Passage for review -
The Love of a Parent

THE LOVE OF A PARENT

By Shery Abdelmalak 

Honour your father and your mother, that your days may be long upon the land which the Lord your God is giving you.” – Exodus 20:12

We know this verse like the back of our hands. Yet how often do we practice this? When you go to confession, is there ever a point where you don’t stop to think about how you treated your parents? There is something missing here. Clearly, we cannot fully grasp the importance of honouring our parents.

Our parents, like God, love with an unconditional love. If God has ever expressed how much He loves us, it is by comparison to the love of a parent. Isaiah 49:15-16 reads,

Can a woman forget her nursing child,
And not have compassion on the son of her womb?
Surely they may forget,
Yet I will not forget you.
See, I have inscribed you on the palms of My hands

After all the sins that the nation of Israel committed against the Lord, He continues to pour His Love upon them. Did Israel deserve anything from the Lord at this point? Every man acted in accordance with what was right in his own eyes. What God? They showed complete ignorance for the God that saved them, the God that redeemed them, the God that promised them a land flowing of milk and honey. Yet He still reaches out to them in love. Maybe this time they will understand. Maybe if He just showed them how great His love is once more.

John Cassian says, “This design and love of His, which the Lord designs with unwearying kindness to benefit us with and which He wishes to express as an act of human affection, although He discovers no such loving disposition in His creation to which He could worthily compare it, He has compared with the most tender heart of a loving mother. He uses this example because He can find nothing dearer in the nature of human beings.

A mother could never forget her own child. It is medically impossible. Oxytocin is released throughout pregnancy and is particularly heightened during delivery. While it primarily serves to assist with contractions, oxytocin is also known as the “love hormone.” This is because it shifts behaviour toward warmth, compassion and protection for the new born baby. A love that is not conditioned to the actions of the baby. At that point, nothing a child does can make their parents love them any less. Through the family unit, God gives us insight into the love that is imparted from the Creator to the creation.

Christ explains the entire oxytocin process best when He says, “A woman, when she is in labor, has sorrow because her hour has come; but as soon as she has given birth to the child, she no longer remembers the anguish, for joy that a human being has been born into the world.” – John 16:21

How could a screaming baby lead to joy? It was all in His original design. While the love of a parent is but a small fraction of the love God has for us, it brings us that little bit closer to Him.

When we are loved unconditionally, it becomes difficult to reciprocate. There may be immediate repercussions for a child’s action, but the love of a parent remains. If we look at the story of St Augustine’s return to God, we see the power of a parent’s love. St Monica had successfully converted her husband and mother-in-law to the faith but her son, Augustine was more difficult. After sending him away, she had a vision that forced her to continue praying for his salvation despite his resistance. For years, she prayed and on one encounter with a bishop, he told her, “the child of those tears shall never perish.” Seventeen years of prayer later, St Augustine became one of the greatest theologians of our faith.

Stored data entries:
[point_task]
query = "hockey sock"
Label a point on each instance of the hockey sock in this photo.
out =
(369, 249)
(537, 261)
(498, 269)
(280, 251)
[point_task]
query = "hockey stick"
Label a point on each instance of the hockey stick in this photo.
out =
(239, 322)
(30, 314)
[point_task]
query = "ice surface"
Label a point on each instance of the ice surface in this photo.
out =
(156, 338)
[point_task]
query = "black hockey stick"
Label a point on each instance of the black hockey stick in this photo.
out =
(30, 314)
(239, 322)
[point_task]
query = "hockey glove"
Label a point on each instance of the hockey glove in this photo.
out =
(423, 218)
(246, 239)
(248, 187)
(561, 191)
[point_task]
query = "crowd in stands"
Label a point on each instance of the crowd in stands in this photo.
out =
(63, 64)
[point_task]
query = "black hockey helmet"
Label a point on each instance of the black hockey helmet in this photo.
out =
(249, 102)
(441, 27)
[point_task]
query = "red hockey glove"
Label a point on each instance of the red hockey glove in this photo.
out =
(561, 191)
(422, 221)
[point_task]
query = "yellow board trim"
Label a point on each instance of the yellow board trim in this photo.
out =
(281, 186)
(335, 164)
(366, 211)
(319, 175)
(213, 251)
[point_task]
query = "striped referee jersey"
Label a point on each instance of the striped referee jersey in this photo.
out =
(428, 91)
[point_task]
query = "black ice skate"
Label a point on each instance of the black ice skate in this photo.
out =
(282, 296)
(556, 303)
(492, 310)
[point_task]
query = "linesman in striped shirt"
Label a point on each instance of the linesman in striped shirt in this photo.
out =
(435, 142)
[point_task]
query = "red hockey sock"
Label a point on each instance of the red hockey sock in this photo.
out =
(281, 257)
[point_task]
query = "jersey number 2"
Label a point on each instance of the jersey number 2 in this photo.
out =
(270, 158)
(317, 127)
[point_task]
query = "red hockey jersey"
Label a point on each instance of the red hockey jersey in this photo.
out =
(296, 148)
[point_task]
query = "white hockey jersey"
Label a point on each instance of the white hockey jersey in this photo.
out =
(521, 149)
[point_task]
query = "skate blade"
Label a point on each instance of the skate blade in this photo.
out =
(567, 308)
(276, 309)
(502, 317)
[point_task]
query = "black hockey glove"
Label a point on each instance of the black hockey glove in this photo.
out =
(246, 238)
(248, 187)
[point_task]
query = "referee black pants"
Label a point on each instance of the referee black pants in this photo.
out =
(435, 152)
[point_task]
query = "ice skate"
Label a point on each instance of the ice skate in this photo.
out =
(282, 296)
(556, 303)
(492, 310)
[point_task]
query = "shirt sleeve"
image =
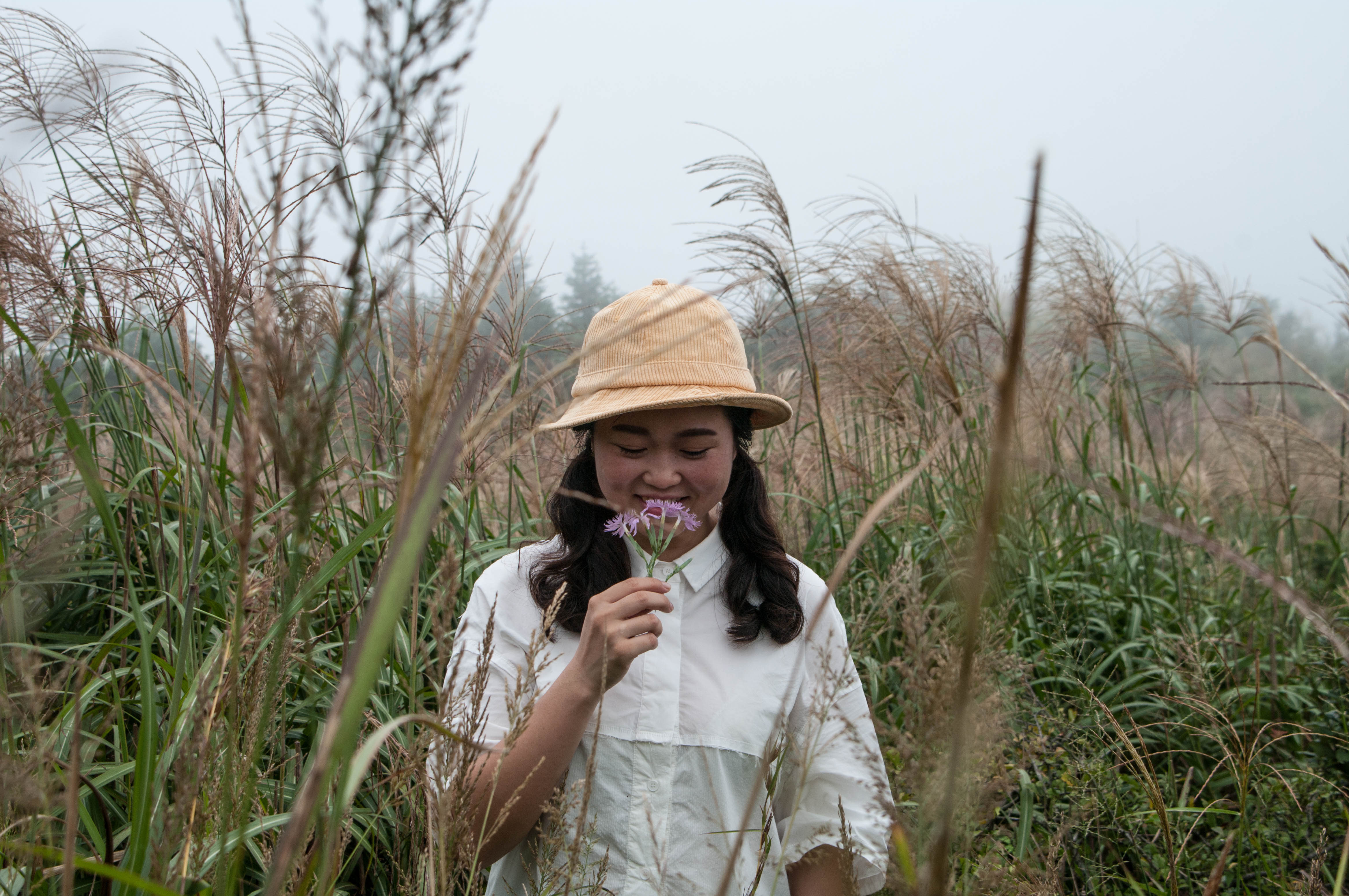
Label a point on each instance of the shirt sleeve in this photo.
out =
(833, 772)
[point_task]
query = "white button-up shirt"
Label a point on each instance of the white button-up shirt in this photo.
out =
(701, 740)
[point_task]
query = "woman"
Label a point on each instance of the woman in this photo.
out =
(713, 701)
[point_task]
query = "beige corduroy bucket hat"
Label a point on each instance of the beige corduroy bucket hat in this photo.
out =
(666, 347)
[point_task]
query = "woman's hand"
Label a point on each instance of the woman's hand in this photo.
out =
(620, 627)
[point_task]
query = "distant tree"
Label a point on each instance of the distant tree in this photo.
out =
(587, 293)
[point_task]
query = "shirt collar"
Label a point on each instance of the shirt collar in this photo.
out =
(705, 561)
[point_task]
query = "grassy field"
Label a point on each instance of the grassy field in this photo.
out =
(269, 405)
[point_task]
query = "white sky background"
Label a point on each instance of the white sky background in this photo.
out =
(1216, 129)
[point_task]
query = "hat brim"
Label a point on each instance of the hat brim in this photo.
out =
(769, 411)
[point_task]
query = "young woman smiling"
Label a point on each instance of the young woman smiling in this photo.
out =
(728, 724)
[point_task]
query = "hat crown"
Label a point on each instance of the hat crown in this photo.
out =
(663, 335)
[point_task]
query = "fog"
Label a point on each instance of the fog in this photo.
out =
(1216, 129)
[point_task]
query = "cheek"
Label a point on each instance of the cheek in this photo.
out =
(614, 474)
(711, 479)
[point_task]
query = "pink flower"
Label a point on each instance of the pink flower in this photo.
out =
(662, 511)
(623, 524)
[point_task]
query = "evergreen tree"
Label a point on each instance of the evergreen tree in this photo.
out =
(587, 293)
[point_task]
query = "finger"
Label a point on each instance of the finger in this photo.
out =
(629, 586)
(637, 625)
(639, 604)
(629, 649)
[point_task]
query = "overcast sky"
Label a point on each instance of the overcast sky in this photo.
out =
(1217, 129)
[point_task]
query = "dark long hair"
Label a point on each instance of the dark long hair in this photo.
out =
(590, 561)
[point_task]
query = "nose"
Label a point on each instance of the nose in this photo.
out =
(662, 477)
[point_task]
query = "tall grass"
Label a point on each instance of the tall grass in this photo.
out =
(269, 407)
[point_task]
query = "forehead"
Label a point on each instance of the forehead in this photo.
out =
(668, 423)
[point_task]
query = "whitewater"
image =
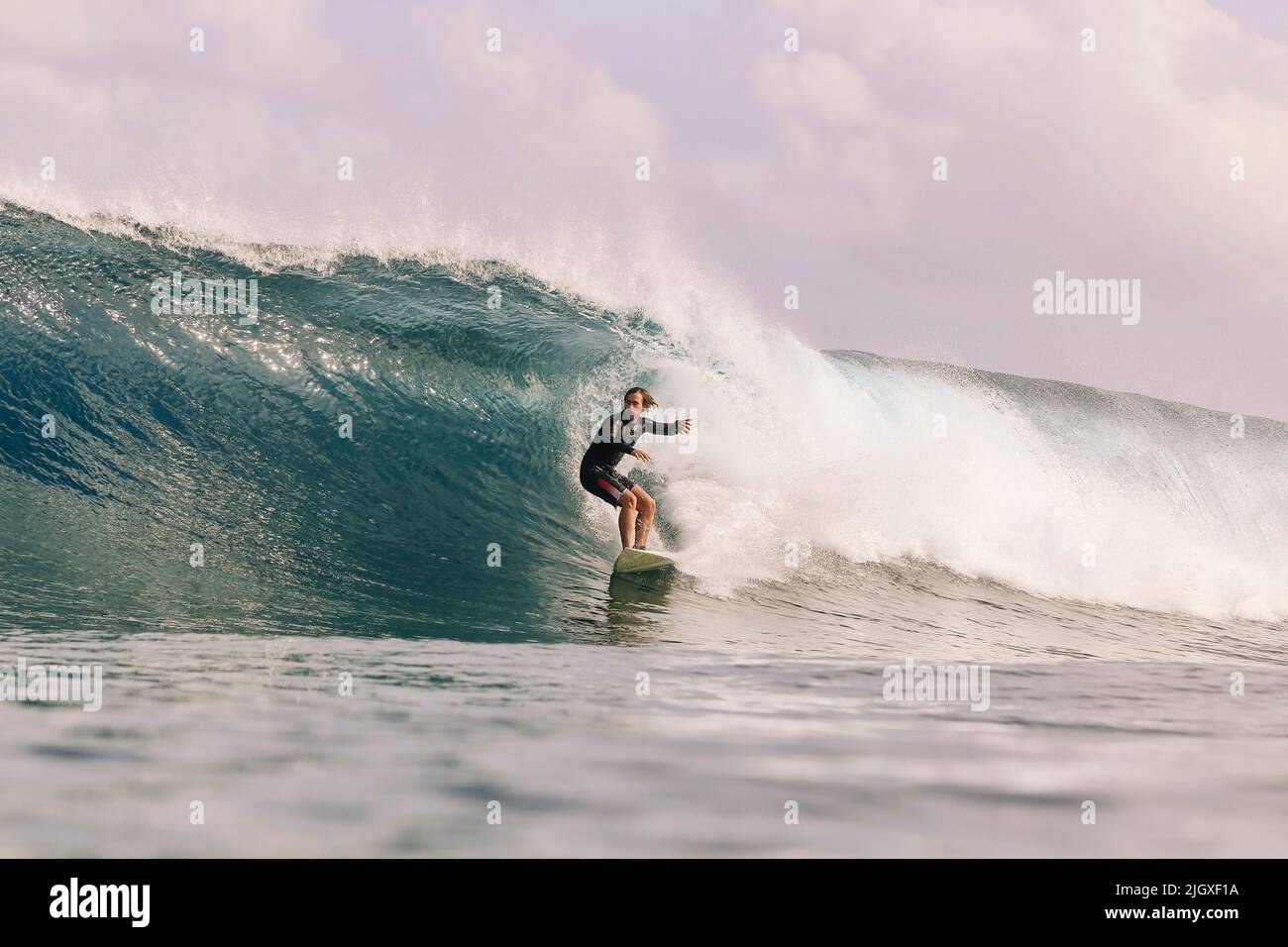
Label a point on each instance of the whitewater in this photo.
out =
(1117, 558)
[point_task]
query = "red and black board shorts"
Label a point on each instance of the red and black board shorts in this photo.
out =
(604, 483)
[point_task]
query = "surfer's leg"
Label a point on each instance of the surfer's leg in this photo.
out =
(626, 518)
(647, 506)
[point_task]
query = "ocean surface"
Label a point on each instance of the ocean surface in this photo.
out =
(406, 642)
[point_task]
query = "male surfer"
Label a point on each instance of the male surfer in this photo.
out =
(613, 441)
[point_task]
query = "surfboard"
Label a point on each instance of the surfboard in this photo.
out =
(640, 561)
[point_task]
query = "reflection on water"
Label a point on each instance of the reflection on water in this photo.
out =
(627, 750)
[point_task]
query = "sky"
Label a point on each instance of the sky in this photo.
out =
(768, 166)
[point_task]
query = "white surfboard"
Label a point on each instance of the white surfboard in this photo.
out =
(640, 561)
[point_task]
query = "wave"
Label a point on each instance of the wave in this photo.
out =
(473, 386)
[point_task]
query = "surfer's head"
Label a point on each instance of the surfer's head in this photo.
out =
(639, 399)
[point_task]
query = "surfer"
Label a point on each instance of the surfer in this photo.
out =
(613, 440)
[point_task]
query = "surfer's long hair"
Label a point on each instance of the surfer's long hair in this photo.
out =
(648, 398)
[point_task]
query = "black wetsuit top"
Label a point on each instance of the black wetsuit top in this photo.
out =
(617, 436)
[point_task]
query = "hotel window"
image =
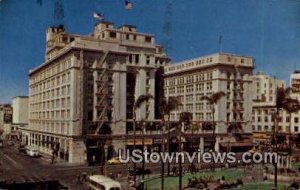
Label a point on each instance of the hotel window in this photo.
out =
(189, 88)
(112, 34)
(266, 127)
(189, 107)
(137, 58)
(189, 98)
(148, 39)
(147, 59)
(259, 128)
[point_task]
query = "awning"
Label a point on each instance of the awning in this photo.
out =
(237, 144)
(140, 141)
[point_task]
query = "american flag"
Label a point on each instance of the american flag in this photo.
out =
(128, 5)
(99, 16)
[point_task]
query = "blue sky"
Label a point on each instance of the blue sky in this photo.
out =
(268, 30)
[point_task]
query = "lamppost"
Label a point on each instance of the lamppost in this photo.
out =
(105, 158)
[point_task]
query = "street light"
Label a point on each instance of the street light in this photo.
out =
(105, 158)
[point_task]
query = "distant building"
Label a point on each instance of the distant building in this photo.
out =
(87, 87)
(190, 80)
(20, 117)
(5, 119)
(295, 84)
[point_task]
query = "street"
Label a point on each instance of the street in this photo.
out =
(19, 168)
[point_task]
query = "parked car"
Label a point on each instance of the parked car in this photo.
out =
(140, 171)
(32, 151)
(114, 160)
(22, 149)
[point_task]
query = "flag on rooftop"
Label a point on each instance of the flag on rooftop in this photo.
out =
(128, 5)
(99, 16)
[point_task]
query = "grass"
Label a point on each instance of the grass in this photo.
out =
(172, 182)
(260, 186)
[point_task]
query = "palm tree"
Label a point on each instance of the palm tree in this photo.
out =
(166, 106)
(138, 103)
(213, 100)
(291, 106)
(185, 119)
(283, 101)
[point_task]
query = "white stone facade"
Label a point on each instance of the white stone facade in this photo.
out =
(83, 86)
(189, 80)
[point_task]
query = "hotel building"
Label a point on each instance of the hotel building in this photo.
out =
(20, 118)
(264, 98)
(87, 87)
(190, 80)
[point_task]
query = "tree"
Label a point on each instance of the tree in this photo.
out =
(213, 100)
(1, 132)
(185, 119)
(166, 106)
(138, 103)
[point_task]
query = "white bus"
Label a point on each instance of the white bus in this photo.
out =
(101, 182)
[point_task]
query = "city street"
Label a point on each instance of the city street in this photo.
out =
(17, 167)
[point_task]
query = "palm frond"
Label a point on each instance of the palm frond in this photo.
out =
(141, 99)
(207, 98)
(291, 105)
(281, 95)
(186, 117)
(217, 96)
(173, 103)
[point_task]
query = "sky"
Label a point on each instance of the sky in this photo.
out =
(267, 30)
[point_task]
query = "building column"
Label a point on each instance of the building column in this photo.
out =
(217, 145)
(201, 144)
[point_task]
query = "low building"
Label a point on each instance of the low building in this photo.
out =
(192, 79)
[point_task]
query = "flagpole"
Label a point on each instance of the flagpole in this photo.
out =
(220, 43)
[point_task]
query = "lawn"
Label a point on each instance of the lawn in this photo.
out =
(172, 182)
(260, 186)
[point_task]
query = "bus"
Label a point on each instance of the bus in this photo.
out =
(101, 182)
(32, 151)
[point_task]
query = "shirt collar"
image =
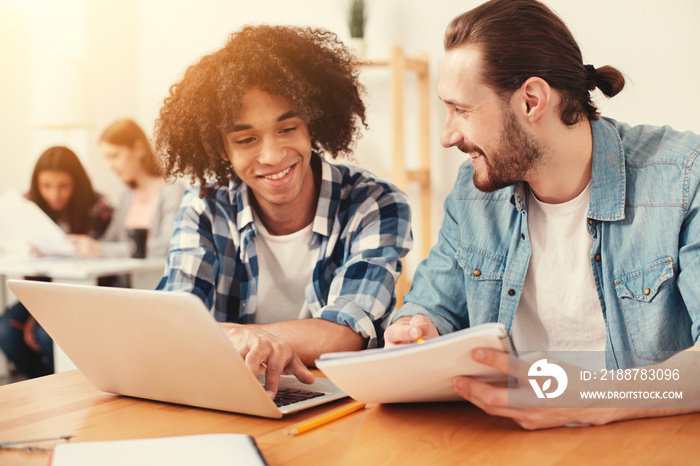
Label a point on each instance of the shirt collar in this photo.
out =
(608, 181)
(608, 178)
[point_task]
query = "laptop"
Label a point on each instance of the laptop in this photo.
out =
(159, 345)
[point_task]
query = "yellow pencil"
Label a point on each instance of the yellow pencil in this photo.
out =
(326, 419)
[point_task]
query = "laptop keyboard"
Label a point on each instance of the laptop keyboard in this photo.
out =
(287, 396)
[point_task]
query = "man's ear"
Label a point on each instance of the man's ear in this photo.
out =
(534, 98)
(139, 147)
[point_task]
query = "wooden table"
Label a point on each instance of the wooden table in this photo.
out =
(423, 434)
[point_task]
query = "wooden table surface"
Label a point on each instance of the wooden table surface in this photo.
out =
(425, 434)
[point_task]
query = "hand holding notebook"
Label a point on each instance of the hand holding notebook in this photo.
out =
(416, 372)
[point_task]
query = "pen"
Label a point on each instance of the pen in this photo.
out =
(326, 419)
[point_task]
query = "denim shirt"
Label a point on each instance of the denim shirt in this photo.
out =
(643, 218)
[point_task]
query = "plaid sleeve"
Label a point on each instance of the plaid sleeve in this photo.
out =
(192, 264)
(377, 235)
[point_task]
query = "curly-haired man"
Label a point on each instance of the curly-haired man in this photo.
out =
(295, 255)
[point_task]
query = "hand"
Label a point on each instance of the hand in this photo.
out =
(86, 246)
(407, 330)
(256, 347)
(494, 400)
(30, 334)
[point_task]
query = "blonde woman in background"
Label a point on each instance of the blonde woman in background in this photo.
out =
(149, 203)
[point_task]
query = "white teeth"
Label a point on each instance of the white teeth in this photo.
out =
(279, 175)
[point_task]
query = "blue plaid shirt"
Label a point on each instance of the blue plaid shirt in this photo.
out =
(361, 230)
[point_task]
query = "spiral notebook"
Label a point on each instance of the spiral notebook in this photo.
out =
(417, 372)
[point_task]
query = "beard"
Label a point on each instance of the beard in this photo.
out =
(516, 155)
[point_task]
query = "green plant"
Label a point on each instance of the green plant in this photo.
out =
(357, 18)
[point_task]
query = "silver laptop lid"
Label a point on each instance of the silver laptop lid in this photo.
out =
(157, 345)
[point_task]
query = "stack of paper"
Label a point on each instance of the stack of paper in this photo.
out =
(210, 450)
(24, 225)
(417, 372)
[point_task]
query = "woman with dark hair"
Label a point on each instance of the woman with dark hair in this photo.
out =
(62, 189)
(149, 203)
(295, 255)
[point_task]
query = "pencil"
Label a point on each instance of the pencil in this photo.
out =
(326, 419)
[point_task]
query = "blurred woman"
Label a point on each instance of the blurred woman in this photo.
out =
(62, 189)
(149, 203)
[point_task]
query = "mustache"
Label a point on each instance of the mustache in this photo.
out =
(470, 149)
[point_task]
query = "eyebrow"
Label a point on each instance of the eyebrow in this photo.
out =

Activity list -
A) In the article on parental love, what is oxytocin also known as?
B) Change "compassion" to "tenderness" in the article on parental love, giving it from "A mother could" up to and including "to the creation.".

Problem solutions -
A) The "love hormone."

B)
A mother could never forget her own child. It is medically impossible. Oxytocin is released throughout pregnancy and is particularly heightened during delivery. While it primarily serves to assist with contractions, oxytocin is also known as the “love hormone.” This is because it shifts behaviour toward warmth, tenderness and protection for the new born baby. A love that is not conditioned to the actions of the baby. At that point, nothing a child does can make their parents love them any less. Through the family unit, God gives us insight into the love that is imparted from the Creator to the creation.